**Your instructions:**
Reproduce the rows below word for word, from the first line to the last, without changing any character.

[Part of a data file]
^^^^^^^^^^^^^^^^

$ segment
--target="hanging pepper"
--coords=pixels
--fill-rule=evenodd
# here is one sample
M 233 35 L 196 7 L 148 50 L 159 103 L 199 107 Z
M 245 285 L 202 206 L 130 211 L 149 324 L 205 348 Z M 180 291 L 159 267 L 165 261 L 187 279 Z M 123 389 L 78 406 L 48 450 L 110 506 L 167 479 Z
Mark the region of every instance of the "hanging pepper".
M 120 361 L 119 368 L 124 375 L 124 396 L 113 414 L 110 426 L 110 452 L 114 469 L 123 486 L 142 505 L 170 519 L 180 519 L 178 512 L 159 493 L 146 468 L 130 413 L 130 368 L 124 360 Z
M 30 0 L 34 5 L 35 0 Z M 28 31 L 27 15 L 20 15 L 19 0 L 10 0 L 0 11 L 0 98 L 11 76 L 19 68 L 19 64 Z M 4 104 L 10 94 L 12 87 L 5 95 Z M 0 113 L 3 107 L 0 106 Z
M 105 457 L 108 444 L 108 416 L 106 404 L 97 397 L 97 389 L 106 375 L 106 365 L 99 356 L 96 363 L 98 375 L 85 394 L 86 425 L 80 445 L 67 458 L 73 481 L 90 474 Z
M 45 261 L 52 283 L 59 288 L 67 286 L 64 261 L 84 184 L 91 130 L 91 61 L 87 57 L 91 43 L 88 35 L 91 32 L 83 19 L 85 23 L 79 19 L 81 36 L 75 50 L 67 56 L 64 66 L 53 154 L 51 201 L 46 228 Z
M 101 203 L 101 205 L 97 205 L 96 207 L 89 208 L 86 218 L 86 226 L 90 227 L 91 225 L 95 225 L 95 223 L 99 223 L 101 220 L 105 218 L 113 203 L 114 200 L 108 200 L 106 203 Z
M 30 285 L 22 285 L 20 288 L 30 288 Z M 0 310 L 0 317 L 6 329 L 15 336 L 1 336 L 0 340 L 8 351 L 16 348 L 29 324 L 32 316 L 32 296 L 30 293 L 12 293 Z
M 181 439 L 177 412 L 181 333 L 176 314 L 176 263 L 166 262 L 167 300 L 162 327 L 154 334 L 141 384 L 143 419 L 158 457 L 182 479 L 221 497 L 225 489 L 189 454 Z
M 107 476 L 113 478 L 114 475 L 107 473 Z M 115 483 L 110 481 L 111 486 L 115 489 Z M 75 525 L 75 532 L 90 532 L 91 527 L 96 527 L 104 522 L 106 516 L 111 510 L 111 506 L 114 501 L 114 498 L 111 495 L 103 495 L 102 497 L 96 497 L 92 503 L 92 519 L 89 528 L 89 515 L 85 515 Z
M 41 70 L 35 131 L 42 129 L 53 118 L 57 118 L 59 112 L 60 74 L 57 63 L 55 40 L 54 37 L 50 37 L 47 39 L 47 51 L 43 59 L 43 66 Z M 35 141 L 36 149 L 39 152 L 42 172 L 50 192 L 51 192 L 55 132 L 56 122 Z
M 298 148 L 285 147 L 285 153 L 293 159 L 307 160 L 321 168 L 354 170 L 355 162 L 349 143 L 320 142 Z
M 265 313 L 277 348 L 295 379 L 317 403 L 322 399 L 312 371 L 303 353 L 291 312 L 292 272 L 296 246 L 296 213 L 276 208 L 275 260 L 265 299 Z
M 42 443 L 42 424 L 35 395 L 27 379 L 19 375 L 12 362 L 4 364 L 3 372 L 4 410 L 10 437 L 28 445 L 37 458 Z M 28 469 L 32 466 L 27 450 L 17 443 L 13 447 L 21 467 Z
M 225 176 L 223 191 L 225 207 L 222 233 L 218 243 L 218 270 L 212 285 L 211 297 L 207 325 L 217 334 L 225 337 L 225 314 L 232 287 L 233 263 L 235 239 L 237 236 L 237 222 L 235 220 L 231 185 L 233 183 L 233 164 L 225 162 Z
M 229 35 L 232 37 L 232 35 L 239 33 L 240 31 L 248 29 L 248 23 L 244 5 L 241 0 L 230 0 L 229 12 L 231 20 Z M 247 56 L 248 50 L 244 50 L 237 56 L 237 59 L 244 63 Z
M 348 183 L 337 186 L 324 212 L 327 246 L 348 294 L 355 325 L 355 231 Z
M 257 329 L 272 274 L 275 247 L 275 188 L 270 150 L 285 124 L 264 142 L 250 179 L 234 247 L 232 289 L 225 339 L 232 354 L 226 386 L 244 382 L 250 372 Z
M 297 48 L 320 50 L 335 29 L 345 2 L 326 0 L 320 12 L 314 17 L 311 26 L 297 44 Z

^^^^^^^^^^^^^^^^

**Exercise result:**
$ segment
--target="hanging pepper"
--coords=pixels
--fill-rule=evenodd
# here is one sample
M 233 35 L 196 7 L 148 50 L 159 103 L 199 107 Z
M 245 285 L 202 206 L 130 211 L 149 324 L 205 348 Z M 180 291 L 159 267 L 165 261 L 187 279 Z M 123 389 L 78 406 L 48 450 L 110 506 L 167 479 Z
Mark the region of every instance of the "hanging pepper".
M 120 361 L 119 368 L 124 375 L 124 396 L 113 414 L 110 426 L 110 452 L 114 469 L 123 486 L 142 505 L 170 519 L 180 519 L 178 512 L 159 493 L 146 468 L 130 413 L 130 368 L 124 360 Z
M 30 0 L 34 5 L 35 0 Z M 28 31 L 27 15 L 20 15 L 19 0 L 10 0 L 0 11 L 0 98 L 11 76 L 19 68 L 19 64 Z M 4 104 L 10 94 L 12 87 L 5 95 Z M 0 113 L 3 107 L 0 106 Z
M 105 457 L 108 444 L 108 416 L 106 404 L 97 397 L 97 389 L 106 375 L 106 365 L 99 356 L 96 363 L 98 375 L 85 394 L 86 425 L 80 445 L 67 458 L 73 481 L 90 474 Z
M 45 261 L 52 283 L 59 288 L 67 286 L 64 261 L 84 184 L 91 130 L 91 61 L 87 57 L 91 43 L 88 35 L 91 32 L 83 19 L 85 23 L 79 19 L 81 36 L 75 50 L 67 56 L 64 66 L 53 154 L 51 201 L 46 228 Z
M 101 203 L 101 205 L 97 205 L 96 207 L 89 208 L 86 218 L 86 226 L 90 227 L 91 225 L 95 225 L 95 223 L 99 223 L 101 220 L 105 218 L 113 203 L 114 200 L 108 200 L 106 203 Z
M 30 285 L 22 285 L 20 288 L 30 288 Z M 0 310 L 0 317 L 6 329 L 15 336 L 1 336 L 0 340 L 8 351 L 16 348 L 29 324 L 32 316 L 32 296 L 30 293 L 12 293 Z
M 181 439 L 177 412 L 181 333 L 176 314 L 176 263 L 166 262 L 167 300 L 162 327 L 154 334 L 141 384 L 143 419 L 158 457 L 182 479 L 221 497 L 225 489 L 189 454 Z
M 107 476 L 113 478 L 114 475 L 107 473 Z M 115 483 L 110 481 L 111 486 L 115 489 Z M 75 525 L 75 532 L 90 532 L 91 527 L 96 527 L 104 522 L 106 516 L 111 510 L 111 506 L 114 501 L 114 498 L 111 495 L 103 495 L 102 497 L 96 497 L 92 503 L 92 519 L 89 528 L 89 515 L 85 515 Z
M 41 70 L 35 131 L 42 129 L 53 118 L 57 118 L 59 112 L 60 74 L 57 63 L 55 40 L 54 37 L 50 37 L 47 39 L 47 51 L 43 59 L 43 66 Z M 35 141 L 36 149 L 39 152 L 42 172 L 50 192 L 51 192 L 55 132 L 56 122 Z
M 298 148 L 285 147 L 285 153 L 293 159 L 307 160 L 321 168 L 354 170 L 355 162 L 349 143 L 320 142 Z
M 265 313 L 277 348 L 295 379 L 317 403 L 322 399 L 312 371 L 303 353 L 291 312 L 292 272 L 296 246 L 296 213 L 276 208 L 275 260 L 265 299 Z
M 42 443 L 42 424 L 35 395 L 27 379 L 19 375 L 12 362 L 4 364 L 3 372 L 4 410 L 10 437 L 28 445 L 37 458 Z M 28 469 L 32 466 L 27 450 L 17 443 L 13 447 L 21 467 Z
M 225 176 L 223 191 L 225 207 L 222 233 L 218 243 L 218 270 L 212 285 L 211 297 L 207 325 L 217 334 L 225 337 L 225 314 L 232 287 L 233 263 L 235 239 L 237 236 L 237 222 L 235 220 L 231 185 L 233 183 L 233 164 L 225 162 Z
M 229 35 L 232 37 L 232 35 L 239 33 L 240 31 L 248 29 L 248 23 L 244 5 L 241 0 L 230 0 L 229 12 L 231 20 Z M 247 56 L 248 50 L 244 50 L 237 56 L 237 59 L 244 63 Z
M 348 183 L 337 186 L 324 212 L 327 246 L 348 294 L 355 325 L 355 231 Z
M 257 329 L 272 274 L 275 247 L 275 188 L 270 150 L 285 124 L 264 142 L 250 179 L 234 247 L 232 289 L 225 339 L 232 354 L 226 386 L 244 382 L 250 372 Z
M 297 48 L 320 50 L 335 29 L 345 2 L 326 0 L 320 12 L 314 17 L 311 26 L 297 44 Z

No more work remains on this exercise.